(Rows from a pointing dataset)
** Start **

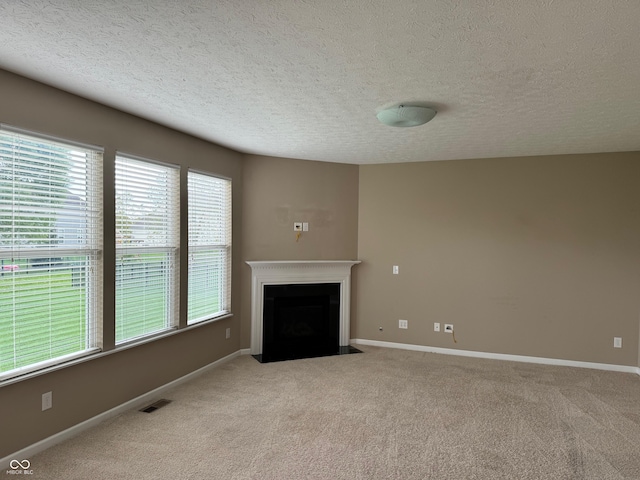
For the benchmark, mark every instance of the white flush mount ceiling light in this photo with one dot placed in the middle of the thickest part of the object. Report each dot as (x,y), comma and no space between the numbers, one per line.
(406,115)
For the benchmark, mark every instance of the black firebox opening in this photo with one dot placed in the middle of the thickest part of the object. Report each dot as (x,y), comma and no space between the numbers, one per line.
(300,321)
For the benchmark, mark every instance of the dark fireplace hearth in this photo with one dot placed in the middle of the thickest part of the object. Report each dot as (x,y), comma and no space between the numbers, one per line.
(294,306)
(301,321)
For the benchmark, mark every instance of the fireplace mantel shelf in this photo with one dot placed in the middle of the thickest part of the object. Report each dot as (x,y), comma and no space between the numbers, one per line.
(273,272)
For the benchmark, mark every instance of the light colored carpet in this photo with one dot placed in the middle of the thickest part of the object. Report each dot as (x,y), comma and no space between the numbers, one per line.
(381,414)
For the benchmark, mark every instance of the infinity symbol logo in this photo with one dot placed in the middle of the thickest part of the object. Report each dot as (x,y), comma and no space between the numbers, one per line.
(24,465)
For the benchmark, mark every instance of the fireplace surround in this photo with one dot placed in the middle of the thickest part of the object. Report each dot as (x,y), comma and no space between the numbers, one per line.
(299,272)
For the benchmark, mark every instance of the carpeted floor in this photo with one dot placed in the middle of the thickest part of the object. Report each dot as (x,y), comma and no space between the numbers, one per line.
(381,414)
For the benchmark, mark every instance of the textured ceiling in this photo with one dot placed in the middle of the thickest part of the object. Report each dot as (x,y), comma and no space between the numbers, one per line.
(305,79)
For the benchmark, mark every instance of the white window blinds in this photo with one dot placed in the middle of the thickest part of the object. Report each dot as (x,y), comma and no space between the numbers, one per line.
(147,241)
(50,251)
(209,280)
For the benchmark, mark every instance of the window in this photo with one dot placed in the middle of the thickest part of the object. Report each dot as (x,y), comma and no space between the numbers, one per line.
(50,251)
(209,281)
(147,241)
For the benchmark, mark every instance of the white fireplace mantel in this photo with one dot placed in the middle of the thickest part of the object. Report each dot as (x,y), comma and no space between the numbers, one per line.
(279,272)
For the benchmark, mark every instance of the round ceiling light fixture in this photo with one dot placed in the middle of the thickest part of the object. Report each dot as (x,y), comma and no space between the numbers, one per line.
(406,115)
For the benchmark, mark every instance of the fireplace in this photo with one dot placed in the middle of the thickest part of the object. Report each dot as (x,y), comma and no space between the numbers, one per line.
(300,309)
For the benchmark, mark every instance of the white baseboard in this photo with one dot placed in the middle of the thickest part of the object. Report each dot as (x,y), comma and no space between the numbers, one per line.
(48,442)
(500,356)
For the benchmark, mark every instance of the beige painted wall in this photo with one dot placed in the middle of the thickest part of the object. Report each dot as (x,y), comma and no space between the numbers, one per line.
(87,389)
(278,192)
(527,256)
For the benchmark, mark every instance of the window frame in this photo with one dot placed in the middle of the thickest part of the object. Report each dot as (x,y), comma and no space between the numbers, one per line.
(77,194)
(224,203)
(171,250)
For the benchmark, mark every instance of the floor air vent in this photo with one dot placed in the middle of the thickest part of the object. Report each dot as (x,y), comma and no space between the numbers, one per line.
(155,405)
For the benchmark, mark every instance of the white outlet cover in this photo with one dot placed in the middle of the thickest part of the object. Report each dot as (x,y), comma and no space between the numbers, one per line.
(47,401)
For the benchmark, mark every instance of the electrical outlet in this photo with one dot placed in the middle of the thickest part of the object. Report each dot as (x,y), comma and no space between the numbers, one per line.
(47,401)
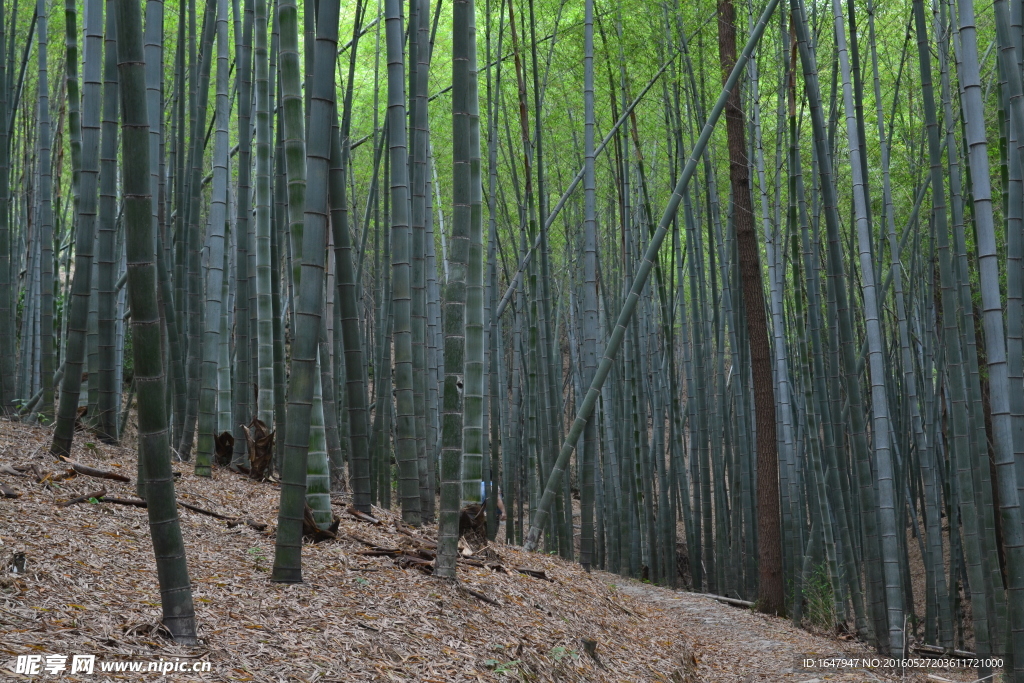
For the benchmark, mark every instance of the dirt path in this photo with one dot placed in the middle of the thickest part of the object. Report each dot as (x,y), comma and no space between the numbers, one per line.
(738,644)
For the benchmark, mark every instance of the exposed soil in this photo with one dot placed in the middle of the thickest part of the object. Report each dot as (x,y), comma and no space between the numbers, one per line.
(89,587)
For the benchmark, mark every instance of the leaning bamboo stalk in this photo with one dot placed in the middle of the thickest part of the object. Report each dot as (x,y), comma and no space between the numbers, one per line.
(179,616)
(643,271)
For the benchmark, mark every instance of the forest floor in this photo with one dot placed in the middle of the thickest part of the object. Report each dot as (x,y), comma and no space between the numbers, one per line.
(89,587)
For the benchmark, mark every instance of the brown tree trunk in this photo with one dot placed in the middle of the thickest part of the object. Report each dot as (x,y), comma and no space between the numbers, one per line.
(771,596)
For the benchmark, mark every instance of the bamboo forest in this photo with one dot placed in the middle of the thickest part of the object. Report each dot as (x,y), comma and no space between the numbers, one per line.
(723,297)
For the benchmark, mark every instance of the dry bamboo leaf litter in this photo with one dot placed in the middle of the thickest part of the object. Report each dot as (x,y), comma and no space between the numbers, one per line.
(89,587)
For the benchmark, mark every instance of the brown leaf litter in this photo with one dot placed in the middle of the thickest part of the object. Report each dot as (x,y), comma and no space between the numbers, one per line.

** End **
** Start **

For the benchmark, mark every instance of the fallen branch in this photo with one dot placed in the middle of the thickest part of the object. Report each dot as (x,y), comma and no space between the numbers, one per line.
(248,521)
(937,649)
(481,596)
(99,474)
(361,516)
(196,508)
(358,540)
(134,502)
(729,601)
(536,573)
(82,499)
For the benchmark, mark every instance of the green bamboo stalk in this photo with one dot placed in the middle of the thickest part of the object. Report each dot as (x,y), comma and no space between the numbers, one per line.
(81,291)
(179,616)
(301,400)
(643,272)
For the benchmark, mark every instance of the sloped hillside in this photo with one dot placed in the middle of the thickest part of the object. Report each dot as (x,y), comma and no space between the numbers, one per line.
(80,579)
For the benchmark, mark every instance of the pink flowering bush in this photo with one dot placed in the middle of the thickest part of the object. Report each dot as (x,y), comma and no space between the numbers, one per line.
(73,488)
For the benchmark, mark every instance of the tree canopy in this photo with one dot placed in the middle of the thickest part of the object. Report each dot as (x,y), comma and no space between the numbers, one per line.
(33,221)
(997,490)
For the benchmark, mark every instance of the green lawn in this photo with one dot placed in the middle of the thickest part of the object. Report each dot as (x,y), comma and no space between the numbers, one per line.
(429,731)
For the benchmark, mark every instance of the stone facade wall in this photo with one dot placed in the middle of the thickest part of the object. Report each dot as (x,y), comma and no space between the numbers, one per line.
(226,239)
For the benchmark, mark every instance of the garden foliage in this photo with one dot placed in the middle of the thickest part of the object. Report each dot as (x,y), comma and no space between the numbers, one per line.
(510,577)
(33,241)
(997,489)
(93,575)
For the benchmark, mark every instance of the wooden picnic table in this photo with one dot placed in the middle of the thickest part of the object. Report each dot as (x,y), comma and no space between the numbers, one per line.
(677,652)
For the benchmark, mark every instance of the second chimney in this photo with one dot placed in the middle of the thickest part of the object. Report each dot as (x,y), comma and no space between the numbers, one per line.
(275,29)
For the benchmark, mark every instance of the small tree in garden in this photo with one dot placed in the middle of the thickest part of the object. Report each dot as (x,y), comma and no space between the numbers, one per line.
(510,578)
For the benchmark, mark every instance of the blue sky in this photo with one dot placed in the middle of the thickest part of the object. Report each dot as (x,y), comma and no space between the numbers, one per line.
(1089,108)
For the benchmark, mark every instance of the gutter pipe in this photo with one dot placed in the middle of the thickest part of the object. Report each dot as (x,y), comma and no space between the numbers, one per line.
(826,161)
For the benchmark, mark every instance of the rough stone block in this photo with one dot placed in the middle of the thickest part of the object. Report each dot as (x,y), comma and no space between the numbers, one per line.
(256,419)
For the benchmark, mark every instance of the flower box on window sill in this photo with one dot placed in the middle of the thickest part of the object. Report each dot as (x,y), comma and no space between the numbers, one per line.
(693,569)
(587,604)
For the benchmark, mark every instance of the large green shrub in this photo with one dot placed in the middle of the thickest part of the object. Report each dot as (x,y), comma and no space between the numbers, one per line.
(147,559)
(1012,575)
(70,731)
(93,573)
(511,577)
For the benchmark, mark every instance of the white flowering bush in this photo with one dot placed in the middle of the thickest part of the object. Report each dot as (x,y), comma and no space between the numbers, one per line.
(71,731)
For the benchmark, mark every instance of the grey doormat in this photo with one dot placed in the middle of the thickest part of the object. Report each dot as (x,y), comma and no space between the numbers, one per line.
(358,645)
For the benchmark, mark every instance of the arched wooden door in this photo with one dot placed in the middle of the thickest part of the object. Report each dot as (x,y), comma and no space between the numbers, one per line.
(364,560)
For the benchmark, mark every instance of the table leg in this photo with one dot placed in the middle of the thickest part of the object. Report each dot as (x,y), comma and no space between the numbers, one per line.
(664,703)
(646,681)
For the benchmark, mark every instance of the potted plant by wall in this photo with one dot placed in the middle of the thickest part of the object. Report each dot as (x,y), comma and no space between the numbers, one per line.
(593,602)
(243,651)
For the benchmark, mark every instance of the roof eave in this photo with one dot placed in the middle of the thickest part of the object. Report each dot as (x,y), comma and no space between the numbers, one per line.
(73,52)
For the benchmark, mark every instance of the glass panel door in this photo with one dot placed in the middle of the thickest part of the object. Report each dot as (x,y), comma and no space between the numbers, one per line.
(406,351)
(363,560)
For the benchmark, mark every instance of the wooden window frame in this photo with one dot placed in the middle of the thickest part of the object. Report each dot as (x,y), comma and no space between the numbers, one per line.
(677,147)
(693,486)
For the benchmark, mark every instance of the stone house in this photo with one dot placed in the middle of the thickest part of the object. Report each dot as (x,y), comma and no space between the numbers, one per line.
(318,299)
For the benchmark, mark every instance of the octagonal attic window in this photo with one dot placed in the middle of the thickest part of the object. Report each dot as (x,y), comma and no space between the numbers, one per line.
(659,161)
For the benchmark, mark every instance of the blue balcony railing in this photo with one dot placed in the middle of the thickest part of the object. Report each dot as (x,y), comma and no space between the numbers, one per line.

** End **
** Start **

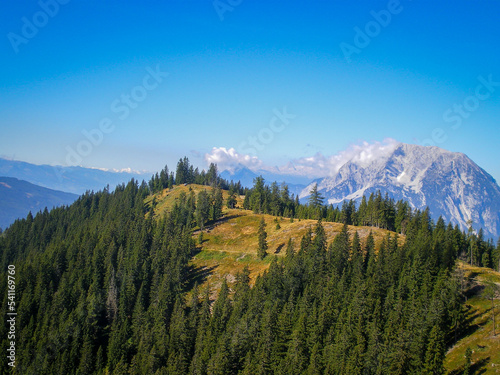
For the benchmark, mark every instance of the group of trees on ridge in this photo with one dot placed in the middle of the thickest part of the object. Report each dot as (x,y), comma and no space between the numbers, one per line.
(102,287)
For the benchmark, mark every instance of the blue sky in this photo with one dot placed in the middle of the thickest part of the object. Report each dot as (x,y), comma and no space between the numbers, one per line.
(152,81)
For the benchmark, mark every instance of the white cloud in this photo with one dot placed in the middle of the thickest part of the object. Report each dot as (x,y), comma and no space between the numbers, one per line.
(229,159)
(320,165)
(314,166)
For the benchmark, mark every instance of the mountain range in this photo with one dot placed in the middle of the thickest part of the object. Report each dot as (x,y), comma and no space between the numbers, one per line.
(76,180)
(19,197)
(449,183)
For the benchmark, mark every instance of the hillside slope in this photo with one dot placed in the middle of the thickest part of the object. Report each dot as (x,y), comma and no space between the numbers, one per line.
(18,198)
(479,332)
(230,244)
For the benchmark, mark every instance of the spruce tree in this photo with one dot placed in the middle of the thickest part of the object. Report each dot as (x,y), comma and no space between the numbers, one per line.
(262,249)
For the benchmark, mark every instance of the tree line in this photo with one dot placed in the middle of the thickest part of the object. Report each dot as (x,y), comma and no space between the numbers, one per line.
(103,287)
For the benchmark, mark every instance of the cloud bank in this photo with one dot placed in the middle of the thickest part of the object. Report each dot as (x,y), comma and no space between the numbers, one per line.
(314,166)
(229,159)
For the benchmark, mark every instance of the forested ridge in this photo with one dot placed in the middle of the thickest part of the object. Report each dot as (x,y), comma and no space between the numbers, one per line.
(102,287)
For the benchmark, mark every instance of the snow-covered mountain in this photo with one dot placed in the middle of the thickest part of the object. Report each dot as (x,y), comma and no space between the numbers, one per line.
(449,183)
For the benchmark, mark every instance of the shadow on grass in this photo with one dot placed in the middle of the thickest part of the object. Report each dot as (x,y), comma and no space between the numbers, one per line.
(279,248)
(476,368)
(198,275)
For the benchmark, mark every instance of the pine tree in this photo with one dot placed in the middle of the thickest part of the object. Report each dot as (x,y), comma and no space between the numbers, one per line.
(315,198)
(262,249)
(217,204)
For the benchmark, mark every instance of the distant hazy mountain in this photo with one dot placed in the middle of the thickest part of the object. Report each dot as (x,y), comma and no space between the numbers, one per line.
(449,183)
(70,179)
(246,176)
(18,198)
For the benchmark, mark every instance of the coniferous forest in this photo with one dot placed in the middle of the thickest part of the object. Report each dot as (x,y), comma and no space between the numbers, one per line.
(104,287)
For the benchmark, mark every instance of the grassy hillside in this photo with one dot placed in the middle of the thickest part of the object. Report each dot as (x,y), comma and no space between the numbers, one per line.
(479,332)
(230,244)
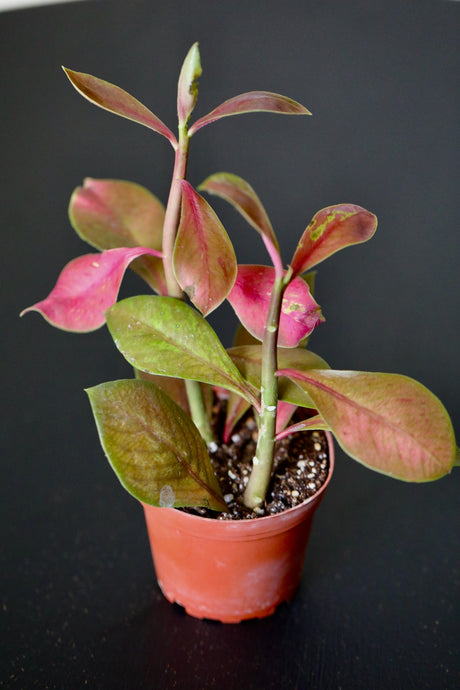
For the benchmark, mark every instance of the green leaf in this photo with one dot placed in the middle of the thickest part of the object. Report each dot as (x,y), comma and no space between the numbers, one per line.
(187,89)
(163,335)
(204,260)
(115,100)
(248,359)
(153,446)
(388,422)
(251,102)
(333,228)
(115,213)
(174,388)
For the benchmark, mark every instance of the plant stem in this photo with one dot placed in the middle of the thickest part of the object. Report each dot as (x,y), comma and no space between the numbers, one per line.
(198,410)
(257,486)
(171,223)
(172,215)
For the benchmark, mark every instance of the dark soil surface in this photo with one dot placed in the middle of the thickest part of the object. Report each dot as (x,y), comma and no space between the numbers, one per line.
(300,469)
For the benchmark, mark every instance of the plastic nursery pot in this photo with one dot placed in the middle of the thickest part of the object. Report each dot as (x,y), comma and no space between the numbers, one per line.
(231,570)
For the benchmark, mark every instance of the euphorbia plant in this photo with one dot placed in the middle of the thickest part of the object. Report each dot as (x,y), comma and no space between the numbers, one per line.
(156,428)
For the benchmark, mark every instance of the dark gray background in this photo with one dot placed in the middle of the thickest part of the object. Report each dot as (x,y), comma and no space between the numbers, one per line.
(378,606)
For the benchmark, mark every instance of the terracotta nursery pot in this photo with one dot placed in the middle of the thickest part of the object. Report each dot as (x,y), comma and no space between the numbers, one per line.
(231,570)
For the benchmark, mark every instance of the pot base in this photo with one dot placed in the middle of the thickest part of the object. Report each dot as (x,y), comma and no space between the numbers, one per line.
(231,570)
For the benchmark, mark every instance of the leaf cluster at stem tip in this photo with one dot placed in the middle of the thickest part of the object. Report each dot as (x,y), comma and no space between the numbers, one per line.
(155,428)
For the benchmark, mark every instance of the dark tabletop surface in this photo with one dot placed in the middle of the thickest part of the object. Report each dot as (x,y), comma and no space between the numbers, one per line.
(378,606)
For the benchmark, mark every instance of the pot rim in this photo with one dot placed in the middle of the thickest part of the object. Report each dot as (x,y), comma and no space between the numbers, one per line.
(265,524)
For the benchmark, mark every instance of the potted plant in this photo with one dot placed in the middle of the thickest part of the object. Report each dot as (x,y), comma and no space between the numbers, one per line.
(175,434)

** End **

** Problem statement **
Please reproduce the lines running from the one that contains "For the benchmark, mark every instance of the forest floor" through the one that contains "For the benchmark, mark every instance of the brown leaf", inclusive, word for word.

** Solution for this exercise **
For the benchmark, mark every instance of the forest floor in this photo with one dot placed in the middle of the thickest part of the object. Report each dot as (x,y), comma and no space between the numbers, one per line.
(89,587)
For the benchmark, mark every instance of the brown tree trunk in this photo with one dot placed in the middle of the thickest part of the object. Report each dot as (x,y), comma and no space between the numbers, one per line.
(771,596)
For the benchmark, mark every instance of the bamboo forest in this photo with one dot placed in the middle of the thickest part of the object. Report each dot as (x,y), comma and no space between the numbers, one per line.
(723,297)
For the benchmark, mark every instance of the dry bamboo leaf litter in this photo with one dot placed in the middle of the thickest part of the object. Report each dot as (x,y), comma and no space between the numbers, one per line.
(89,587)
For the benchmark, mark every instance of the brown leaf litter in this photo with one dot placed in the middle of the thickest part of the object. Report each dot as (x,y), comma and no space between the numbers, one per line.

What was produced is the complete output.